__Text to read__:
______
I did get the cam assy' installed today.  I found the right thread setscrew in my box but I don't like the contact with the cam.  
So I'll probably turn the end so it's more blunt and fits better into the cam slot and doesn't ruin the edge of the cam. 
I'll also turn up a appropriate handle, maybe in aluminum and polish it out!

Thank You so much Terry!  I think it's wonderful how you've helped me! ( and everyone else here )  You're a real asset to the site!


----------



## Terrywerm (Nov 1, 2014)

You might want to try putting a small piece of brass or nylon in the hole, under the set screw instead. I have been thinking about changing mine to a piece of plastic, and here is why:  If the setscrew is too loose, the cam will vibrate and rattle at certain speeds. Drives ya nuts!!   If the setscrew is just a hair too tight, it will keep the cam from vibrating but it can keep the cam from returning to the fully 'brake off' position, causing the brake plate to rub on the inside of the pulley, also making noise.  I am thinking that putting a short piece of nylon in the hole first might help to resolve both problems, but am not sure at this point. Will have to try it and see what happens I guess.

If you use just a setscrew, you will need to use a second one behind the first, using it as a locking screw. If you don't the single setscrew will tend to loosen up with vibration.

Thanks for the kind words, but you must remember that my reason for being here is to share what I can as well as learn what I can. It's a two way street ya know!


----------



## jlchapman (Apr 29, 2017)
______
__Tasks and exercises__:
1) Rewrite the cam setscrew thread from "So I'll probably" to "polish it out!", putting "brass" in place of "aluminum".
2) In the cam setscrew thread, what does Terrywerm suggest putting in the hole under the set screw?
______
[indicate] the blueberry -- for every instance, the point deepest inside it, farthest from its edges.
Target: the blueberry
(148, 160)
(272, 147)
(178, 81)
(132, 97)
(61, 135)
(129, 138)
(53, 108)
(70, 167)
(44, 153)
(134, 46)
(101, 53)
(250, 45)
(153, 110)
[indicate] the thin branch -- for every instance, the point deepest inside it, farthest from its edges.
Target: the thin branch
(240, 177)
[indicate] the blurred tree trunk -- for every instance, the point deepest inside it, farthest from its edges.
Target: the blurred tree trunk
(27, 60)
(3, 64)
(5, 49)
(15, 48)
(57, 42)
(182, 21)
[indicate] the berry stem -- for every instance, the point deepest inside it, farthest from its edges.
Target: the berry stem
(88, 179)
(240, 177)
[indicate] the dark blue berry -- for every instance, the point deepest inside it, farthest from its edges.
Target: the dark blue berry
______
__Full answers__:
1)
So I'll probably turn the end so it's more blunt and fits better into the cam slot and doesn't ruin the edge of the cam. 
I'll also turn up a appropriate handle, maybe in brass and polish it out!

2) A small piece of brass or nylon.